Let $$w(t)=\phi_{p}(D^{\alpha}_{0^{+}}u(t))$$. Then $$w(t)\in C_{1-\beta}[0,T]$$ and satisfies

$$\left \{ \textstyle\begin{array}{l} D_{0^{+}}^{\beta}w(t)+Mw(t)\geq0,\quad t\in(0,T], \\ t^{1-\beta}w(t)|_{t=0}= t^{1-\beta}w(t)|_{t=T}, \end{array}\displaystyle \right .$$

and hence $$w(t)\ge0$$ for $$t\in(0,T]$$ by Lemma 2.3 and Remark 2.1. Since $$\phi_{p}(x)$$ is nondecreasing, $$u(t)\in C_{r}^{\alpha}[0,T]$$ satisfies

$$\left \{ \textstyle\begin{array}{l} D^{\alpha}_{0^{+}}u(t)\ge0, \quad t\in(0,T], \\ \tilde{u}(0)\geq0, \end{array}\displaystyle \right .$$

and so we get $$u(t)\ge0$$, $$t\in(0,T]$$, by (2.5) and (2.6). This lemma is complete. □

### Remark 2.2

In fact, from the above proof, we can see that Lemma 2.5 unifies and includes two separate comparison results, which are applied to the next Theorem 3.1 directly.

▶ _Data segment_:
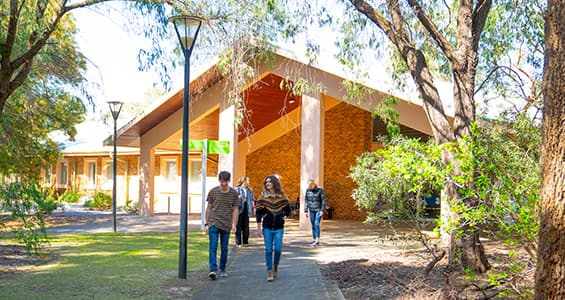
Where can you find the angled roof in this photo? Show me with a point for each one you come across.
(130, 133)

▶ _Work to do_:
A: In the proof excerpt, what property of $$\phi_{p}(x)$$ is cited?
B: Could you retype the proof excerpt from "and hence $$w(t)\ge0$$" up to and including "Theorem 3.1 directly."?
The lines above come from a different source than the proof excerpt.

▶ _Solution set_:
A: It is nondecreasing.

B:
and hence $$w(t)\ge0$$ for $$t\in(0,T]$$ by Lemma 2.3 and Remark 2.1. Since $$\phi_{p}(x)$$ is nondecreasing, $$u(t)\in C_{r}^{\alpha}[0,T]$$ satisfies

$$\left \{ \textstyle\begin{array}{l} D^{\alpha}_{0^{+}}u(t)\ge0, \quad t\in(0,T], \\ \tilde{u}(0)\geq0, \end{array}\displaystyle \right .$$

and so we get $$u(t)\ge0$$, $$t\in(0,T]$$, by (2.5) and (2.6). This lemma is complete. □

### Remark 2.2

In fact, from the above proof, we can see that Lemma 2.5 unifies and includes two separate comparison results, which are applied to the next Theorem 3.1 directly.